[Entries shown — start]

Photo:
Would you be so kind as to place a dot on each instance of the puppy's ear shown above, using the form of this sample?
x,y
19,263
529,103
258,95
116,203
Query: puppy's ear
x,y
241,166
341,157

[Entries shown — finish]

Exercise description:
Please output the entries above, every line exactly as it reads.

Output of the exercise:
Photo:
Would you be so kind as to place a dot on each instance of the puppy's ear shown above, using the form of this sample?
x,y
19,263
529,103
258,95
116,203
Query: puppy's ear
x,y
241,166
341,157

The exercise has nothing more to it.